● Selected extract
○ ○ ○ ○ ○ ○ ○

However, sustained ambivalence and experience of “pressure” (internal and external) around organ donation decision making is not uncommon [7, 14, 33]. Importantly, the literature suggests that donors who describe ambivalence at the time of donation are at higher risk for poor psychosocial outcome [7, 26]. Transplant programs have integrated various strategies to assist prospective donors struggling with ambivalence, including a “cooling off period” [20], a “scaling system” of desire and readiness, referral to psychosocial providers for counseling/support, and, most recently by Dew et al., interventions utilizing motivational interviewing approaches [7].

The ILDA is ideally positioned to check in with the potential donor about the status of “intentionality” and stage of decision making at several steps in the donor evaluation process. The ILDA may meet with the potential donor early on to learn about motivation and conduct review assessment after the potential donor completes medical testing. The ILDA may also serve as the prospective donor’s “voice” at donor candidate selection meeting: to forward lingering questions to members of the transplant team for discussion and input and also to articulate the prospective donor’s desire to proceed (or not).

○ ○ ○ ○ ○ ○ ○

● Instructions
1. Reproduce the part of the passage on organ donor ambivalence starting with "The ILDA is" and going on through "proceed (or not).".
2. Carry on the passage on organ donor decision making from its last sentence.
The material that follows has no connection to the passage on living organ donors.

○ ○ ○ ○ ○ ○ ○

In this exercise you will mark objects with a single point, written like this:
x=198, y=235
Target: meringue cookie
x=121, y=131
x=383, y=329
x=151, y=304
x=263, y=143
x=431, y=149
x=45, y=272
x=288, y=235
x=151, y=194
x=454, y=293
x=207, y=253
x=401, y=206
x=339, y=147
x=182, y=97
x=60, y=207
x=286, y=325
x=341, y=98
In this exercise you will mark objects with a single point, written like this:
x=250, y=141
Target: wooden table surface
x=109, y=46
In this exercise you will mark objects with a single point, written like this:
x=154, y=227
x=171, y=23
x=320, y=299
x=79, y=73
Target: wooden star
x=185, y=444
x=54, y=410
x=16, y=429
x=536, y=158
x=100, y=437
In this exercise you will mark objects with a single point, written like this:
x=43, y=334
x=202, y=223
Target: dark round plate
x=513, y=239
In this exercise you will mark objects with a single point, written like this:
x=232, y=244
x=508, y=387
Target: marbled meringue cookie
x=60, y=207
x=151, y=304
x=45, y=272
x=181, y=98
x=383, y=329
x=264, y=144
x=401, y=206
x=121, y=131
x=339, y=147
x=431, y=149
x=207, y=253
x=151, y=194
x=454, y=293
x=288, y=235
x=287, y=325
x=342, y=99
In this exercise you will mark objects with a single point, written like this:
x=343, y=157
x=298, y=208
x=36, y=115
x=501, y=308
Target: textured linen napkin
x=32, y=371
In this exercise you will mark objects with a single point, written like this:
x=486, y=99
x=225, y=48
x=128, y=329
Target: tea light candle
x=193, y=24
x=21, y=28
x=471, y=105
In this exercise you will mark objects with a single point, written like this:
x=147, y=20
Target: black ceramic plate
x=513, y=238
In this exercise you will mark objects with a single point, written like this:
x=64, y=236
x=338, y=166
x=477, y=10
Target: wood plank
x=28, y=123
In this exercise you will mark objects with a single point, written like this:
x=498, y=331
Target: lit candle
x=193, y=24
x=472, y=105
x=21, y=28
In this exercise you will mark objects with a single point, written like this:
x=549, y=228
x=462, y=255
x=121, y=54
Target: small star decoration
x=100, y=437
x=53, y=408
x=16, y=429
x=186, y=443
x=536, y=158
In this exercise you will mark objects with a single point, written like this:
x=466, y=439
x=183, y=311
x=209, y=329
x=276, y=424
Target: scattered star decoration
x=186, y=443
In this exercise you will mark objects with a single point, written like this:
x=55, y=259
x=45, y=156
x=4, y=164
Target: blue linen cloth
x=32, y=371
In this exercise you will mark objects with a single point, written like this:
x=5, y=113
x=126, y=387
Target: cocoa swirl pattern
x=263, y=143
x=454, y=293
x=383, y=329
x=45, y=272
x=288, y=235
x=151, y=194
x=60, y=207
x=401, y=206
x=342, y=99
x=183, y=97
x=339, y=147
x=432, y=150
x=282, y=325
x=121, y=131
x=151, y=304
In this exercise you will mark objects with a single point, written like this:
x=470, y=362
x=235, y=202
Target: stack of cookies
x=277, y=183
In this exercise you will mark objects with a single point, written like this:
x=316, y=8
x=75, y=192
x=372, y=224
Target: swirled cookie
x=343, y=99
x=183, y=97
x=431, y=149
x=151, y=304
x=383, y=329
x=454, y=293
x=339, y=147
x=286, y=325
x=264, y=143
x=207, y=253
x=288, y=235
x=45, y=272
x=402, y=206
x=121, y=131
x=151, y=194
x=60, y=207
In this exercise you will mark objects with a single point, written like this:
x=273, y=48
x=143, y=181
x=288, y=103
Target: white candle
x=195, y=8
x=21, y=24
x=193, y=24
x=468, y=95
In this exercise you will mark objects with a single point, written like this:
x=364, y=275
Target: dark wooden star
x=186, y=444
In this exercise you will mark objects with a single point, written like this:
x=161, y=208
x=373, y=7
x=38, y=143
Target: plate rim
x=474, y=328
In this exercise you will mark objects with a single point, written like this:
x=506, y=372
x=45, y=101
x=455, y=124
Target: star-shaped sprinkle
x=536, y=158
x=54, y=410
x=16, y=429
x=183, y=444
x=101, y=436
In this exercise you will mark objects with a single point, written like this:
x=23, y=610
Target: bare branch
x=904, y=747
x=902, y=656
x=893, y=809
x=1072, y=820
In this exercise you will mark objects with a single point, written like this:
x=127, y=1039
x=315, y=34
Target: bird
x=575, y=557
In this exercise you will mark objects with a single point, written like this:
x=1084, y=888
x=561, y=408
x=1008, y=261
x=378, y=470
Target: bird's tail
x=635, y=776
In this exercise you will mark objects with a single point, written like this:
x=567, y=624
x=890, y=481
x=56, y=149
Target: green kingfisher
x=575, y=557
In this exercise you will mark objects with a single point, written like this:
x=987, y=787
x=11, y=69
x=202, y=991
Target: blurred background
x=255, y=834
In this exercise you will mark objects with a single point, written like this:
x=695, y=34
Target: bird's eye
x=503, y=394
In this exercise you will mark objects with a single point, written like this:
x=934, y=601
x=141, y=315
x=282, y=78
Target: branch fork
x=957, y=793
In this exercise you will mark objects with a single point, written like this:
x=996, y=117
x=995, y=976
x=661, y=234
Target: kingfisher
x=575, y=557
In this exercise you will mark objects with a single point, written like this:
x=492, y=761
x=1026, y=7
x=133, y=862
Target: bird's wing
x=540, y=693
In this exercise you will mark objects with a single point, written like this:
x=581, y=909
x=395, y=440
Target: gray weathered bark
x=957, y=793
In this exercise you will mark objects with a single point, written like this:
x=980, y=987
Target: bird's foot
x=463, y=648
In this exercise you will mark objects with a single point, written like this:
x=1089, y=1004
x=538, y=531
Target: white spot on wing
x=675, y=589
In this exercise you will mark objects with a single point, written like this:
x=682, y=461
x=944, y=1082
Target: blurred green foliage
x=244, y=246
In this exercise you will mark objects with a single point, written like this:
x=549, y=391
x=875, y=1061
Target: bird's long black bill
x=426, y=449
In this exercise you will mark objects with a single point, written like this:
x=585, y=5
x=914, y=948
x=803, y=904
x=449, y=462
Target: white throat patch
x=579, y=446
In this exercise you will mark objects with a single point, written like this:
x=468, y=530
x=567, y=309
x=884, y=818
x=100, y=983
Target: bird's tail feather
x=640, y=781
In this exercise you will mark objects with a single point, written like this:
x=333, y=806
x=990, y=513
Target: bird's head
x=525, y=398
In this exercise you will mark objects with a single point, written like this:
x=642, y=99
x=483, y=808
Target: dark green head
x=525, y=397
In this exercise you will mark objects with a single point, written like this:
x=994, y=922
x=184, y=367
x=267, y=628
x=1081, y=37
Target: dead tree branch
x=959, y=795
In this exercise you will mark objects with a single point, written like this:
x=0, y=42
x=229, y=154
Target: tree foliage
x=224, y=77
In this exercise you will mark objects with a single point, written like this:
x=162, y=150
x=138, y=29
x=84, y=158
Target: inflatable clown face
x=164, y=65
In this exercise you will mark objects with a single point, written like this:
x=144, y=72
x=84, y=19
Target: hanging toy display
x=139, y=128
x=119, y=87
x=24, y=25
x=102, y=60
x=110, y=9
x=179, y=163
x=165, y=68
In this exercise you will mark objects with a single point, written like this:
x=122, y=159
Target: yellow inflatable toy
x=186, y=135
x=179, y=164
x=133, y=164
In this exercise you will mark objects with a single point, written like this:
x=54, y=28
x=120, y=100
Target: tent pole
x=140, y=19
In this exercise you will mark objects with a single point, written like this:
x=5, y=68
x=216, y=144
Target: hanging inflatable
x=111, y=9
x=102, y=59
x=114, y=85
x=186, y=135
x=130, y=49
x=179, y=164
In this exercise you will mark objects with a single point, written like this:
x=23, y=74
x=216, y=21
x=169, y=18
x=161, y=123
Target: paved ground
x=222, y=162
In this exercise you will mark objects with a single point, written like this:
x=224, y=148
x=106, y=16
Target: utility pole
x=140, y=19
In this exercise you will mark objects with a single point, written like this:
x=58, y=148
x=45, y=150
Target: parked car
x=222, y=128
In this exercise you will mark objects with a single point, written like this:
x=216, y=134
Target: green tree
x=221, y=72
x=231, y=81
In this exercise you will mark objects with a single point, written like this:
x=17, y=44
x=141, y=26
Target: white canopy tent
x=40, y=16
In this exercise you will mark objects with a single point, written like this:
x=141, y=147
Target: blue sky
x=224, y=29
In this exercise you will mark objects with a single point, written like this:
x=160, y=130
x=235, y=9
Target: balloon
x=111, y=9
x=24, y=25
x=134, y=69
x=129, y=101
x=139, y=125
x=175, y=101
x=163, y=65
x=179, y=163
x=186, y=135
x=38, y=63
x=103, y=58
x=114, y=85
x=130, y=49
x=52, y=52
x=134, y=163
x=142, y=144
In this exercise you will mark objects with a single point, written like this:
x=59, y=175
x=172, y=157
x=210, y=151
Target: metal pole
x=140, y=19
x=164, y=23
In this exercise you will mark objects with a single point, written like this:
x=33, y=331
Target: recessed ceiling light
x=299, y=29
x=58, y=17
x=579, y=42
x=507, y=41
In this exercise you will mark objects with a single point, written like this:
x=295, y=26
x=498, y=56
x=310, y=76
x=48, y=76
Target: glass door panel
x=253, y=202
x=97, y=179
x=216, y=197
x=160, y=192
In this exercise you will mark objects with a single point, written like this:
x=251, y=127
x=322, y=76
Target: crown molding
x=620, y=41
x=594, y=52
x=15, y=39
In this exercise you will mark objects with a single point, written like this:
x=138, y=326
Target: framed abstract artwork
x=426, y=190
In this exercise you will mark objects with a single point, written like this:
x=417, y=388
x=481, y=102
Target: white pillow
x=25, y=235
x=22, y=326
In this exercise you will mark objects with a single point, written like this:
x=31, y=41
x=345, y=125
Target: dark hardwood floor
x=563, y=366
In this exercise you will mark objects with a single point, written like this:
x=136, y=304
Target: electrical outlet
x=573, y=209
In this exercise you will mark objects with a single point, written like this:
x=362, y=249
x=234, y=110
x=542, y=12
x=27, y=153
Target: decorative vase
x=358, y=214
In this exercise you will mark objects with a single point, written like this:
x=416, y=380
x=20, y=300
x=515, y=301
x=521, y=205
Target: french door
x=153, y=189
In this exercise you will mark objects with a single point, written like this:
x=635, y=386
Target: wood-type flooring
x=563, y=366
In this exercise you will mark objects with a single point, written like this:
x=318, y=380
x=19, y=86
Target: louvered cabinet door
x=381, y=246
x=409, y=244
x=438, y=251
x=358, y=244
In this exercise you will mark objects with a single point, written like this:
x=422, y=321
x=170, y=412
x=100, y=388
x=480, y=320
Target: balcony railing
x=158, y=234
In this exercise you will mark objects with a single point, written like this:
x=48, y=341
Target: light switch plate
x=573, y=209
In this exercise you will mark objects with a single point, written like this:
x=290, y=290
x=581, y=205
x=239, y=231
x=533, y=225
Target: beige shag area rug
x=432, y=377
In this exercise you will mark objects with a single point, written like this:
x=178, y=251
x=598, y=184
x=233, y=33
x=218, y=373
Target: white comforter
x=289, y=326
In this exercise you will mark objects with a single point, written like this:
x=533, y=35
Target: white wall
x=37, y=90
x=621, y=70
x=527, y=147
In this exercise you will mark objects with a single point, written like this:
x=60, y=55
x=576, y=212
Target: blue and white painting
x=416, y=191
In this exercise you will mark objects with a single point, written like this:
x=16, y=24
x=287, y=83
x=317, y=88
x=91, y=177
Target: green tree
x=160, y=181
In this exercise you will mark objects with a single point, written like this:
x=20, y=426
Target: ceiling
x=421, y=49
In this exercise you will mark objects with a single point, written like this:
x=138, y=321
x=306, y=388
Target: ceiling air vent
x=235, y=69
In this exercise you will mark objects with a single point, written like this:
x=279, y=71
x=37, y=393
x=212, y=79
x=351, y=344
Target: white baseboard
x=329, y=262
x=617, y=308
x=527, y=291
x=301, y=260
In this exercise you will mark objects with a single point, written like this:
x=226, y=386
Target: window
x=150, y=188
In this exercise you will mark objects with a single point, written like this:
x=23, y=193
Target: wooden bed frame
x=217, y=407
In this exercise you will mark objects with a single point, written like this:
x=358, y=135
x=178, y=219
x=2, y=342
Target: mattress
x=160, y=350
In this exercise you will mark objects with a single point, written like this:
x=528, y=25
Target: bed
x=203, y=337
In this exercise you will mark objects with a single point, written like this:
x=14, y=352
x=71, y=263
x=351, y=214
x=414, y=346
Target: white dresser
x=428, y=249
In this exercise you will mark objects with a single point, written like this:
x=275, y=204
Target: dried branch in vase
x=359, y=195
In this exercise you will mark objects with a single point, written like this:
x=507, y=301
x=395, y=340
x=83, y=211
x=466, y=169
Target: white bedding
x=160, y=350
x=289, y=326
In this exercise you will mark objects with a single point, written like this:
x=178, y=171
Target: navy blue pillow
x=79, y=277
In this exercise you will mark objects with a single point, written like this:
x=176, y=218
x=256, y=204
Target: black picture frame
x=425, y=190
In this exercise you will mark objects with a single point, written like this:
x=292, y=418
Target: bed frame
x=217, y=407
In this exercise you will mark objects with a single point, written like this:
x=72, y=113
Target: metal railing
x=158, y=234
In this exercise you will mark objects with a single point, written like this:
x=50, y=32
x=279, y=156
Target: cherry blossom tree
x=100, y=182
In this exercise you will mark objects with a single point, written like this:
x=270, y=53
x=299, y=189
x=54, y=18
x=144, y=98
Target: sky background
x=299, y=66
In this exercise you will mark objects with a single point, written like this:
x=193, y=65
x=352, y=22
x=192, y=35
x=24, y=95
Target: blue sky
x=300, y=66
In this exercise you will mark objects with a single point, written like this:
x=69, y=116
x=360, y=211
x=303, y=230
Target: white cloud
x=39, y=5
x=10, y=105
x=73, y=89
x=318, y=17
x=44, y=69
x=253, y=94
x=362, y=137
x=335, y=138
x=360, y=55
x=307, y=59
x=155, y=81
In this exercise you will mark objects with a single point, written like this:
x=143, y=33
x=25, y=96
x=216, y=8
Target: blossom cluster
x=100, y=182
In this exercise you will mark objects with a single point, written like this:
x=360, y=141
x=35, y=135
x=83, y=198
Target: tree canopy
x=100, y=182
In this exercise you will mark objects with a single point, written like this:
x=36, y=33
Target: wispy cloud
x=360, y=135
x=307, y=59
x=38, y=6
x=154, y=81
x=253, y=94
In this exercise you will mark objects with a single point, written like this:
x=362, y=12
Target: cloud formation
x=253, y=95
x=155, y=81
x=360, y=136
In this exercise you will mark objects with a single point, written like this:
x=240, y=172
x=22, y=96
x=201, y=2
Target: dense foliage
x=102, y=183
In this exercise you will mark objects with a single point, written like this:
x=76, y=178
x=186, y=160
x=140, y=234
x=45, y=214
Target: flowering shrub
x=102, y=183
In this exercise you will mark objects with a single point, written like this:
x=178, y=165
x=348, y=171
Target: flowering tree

○ ○ ○ ○ ○ ○ ○

● Responses to the exercise
1.
The ILDA is ideally positioned to check in with the potential donor about the status of “intentionality” and stage of decision making at several steps in the donor evaluation process. The ILDA may meet with the potential donor early on to learn about motivation and conduct review assessment after the potential donor completes medical testing. The ILDA may also serve as the prospective donor’s “voice” at donor candidate selection meeting: to forward lingering questions to members of the transplant team for discussion and input and also to articulate the prospective donor’s desire to proceed (or not).

2.
The profoundly ambivalent potential donor, who has not decided to proceed but has also not decided to close out the donation process, also benefits from specific aspects of the ILDA role and advocacy. Ultimately, a decision to proceed (or “intentionality”) is necessary to be a living donor candidate. Given that informed consent is an affirmative action, for the purposes of living donor candidacy, “not deciding” must be the same as “deciding not to” proceed. As such, the ILDA can advocate for “cooling off” periods, and ways to ensure that the potential donor has had reflection time.

The ILDA also helps the prospective donor identify ways to resolve ambivalence. In some cases, the ILDA assists the ambivalent donor in accessing additional information about medical and psychosocial candidacy to aid his/her decision making. The ILDA advocates for this feedback, with the caveat that candidacy decisions have not yet been made. From an ILDA perspective , living donation is contraindicated until the prospective donor decides he/she wants to proceed. Holding to this standard during donor-candidate selection meeting helps preserve the “medical out” option.

Suggestion of Coercion

Prospective living donors do not decide to proceed in a vacuum. By definition, living donation decision making occurs with the hope of helping another. It is a shared transaction. Not surprisingly, then, studies have shown that contemplation about living donation is affected by feelings of pressure and obligation, both internally felt and externally imposed. These feelings may be positively expressed through role identification and aspirational identity: “this is what families do for each other” or “this is what [my faith] leads me to do.” They may be felt internally as a weight associated with knowledge about benefits of living donor transplant for the recipient; pain seeing a loved one suffer; or desire to “save” another loved one from pressures to donate (most commonly in my clinical practice young adult children) [28].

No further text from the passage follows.